* **Tujuan Latihan**
Tuliskan kembali secara persis seluruh bagian kutipan sumber mulai dari "Mujahadah : Ikhtiar" sampai ke "untuk bendungan Jragung.".

* **Kutipan Sumber**
/---
Mujahadah : Ikhtiar Masyarakat Penawangan Melawan Tambang


Paska melakukan aksi penolakan peninjauan lokasi penambangan pada Rabu 25 Mei 2022, warga
desa penawangan mengadakan Mujahadah bersama di Makam Raden Soedjono yang terletak di
Tempat pemakaman umum, Dusun Punden, Desa Penawangan pada Kamis, 26 Mei 2022.
Mujahadah di mulai pukul 20.00 WIB dan selesai pukul 22.00 WIB. Mujahadah ini dihadiri oleh
kurang lebih 100 warga yang sebagian besar memiliki sawah yang akan dijadikan lokasi tambang
material random untuk bendungan Jragung.
Mujahadah dipimpin oleh Bapak Subkhan, salah satu tokoh agama Desa Penawangan dengan
diawali niat baik mendo’akan keselamatan warga Penawangan serta kekuatan untuk tetap
mempertahankan lahan persawahan yang dimiliki.
Menurut kepercayaan warga, makam R. Soedjono adalah kunci penjaga keseimbangan bukit
Penawangan. Bahkan, menurut cerita warga yang diperoleh secara turun-temurun keberadaan
R. Soedjono-lah yang sampai saat ini menjaga kemakmuran dan kesejahteraan daerah
Penawangan.
“Sini ini pakunya bukit Penawangan, kalo orang punya niat jelek di Penawangan pasti gagal,
mbak” tutur Ikhsan, salah satu jamaah mujahadah
R. Soedjono dikenal sebagai raja keturunan Kerajaan Demak, ia hadir di Penawangan untuk
memantau Kerajaan Demak Bintoro dari sisi selatan. Kehadiran R. Soedjono pada masa lampau
inilah yang menghadirkan cikal bakal Desa Penawangan. Banyaknya sumber mata air di wilayah
ini juga dinilai bagian dari karomah yang dimiliki oleh R. Sodejono.
\---
* **Data yang Diberikan**
/---
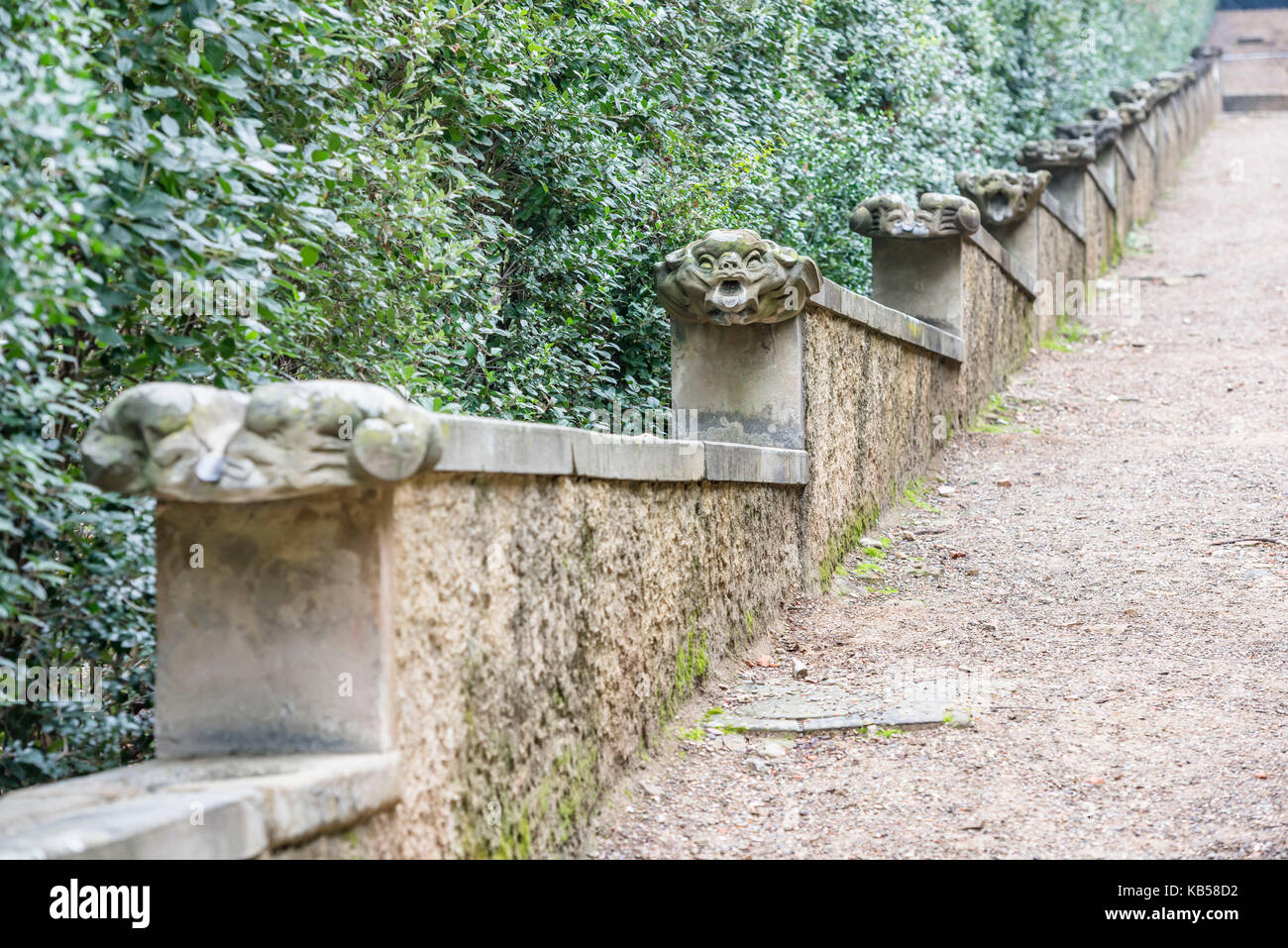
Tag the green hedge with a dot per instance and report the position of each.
\---
/---
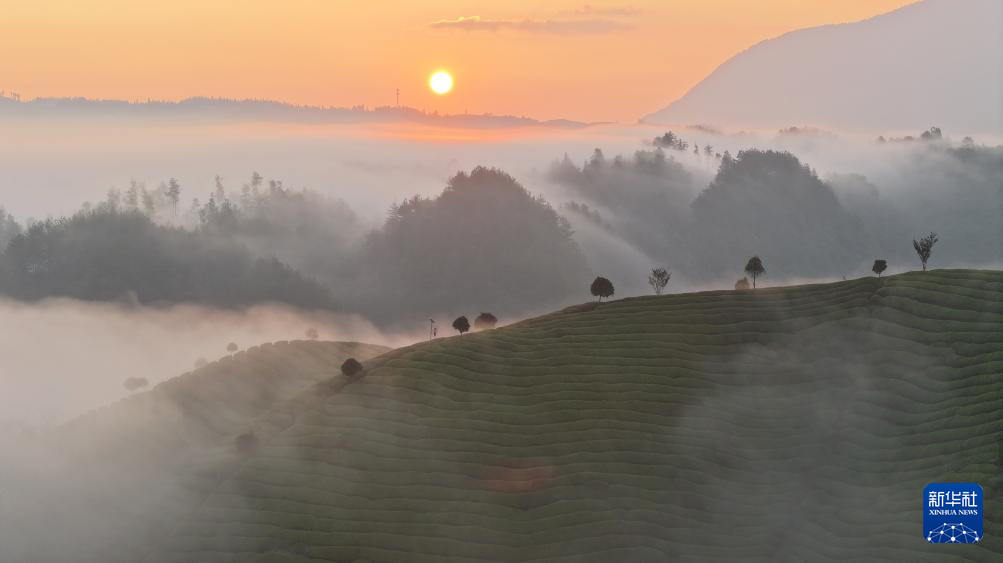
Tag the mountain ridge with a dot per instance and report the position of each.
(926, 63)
\---
* **Penyelesaian Latihan**
Mujahadah : Ikhtiar Masyarakat Penawangan Melawan Tambang


Paska melakukan aksi penolakan peninjauan lokasi penambangan pada Rabu 25 Mei 2022, warga
desa penawangan mengadakan Mujahadah bersama di Makam Raden Soedjono yang terletak di
Tempat pemakaman umum, Dusun Punden, Desa Penawangan pada Kamis, 26 Mei 2022.
Mujahadah di mulai pukul 20.00 WIB dan selesai pukul 22.00 WIB. Mujahadah ini dihadiri oleh
kurang lebih 100 warga yang sebagian besar memiliki sawah yang akan dijadikan lokasi tambang
material random untuk bendungan Jragung.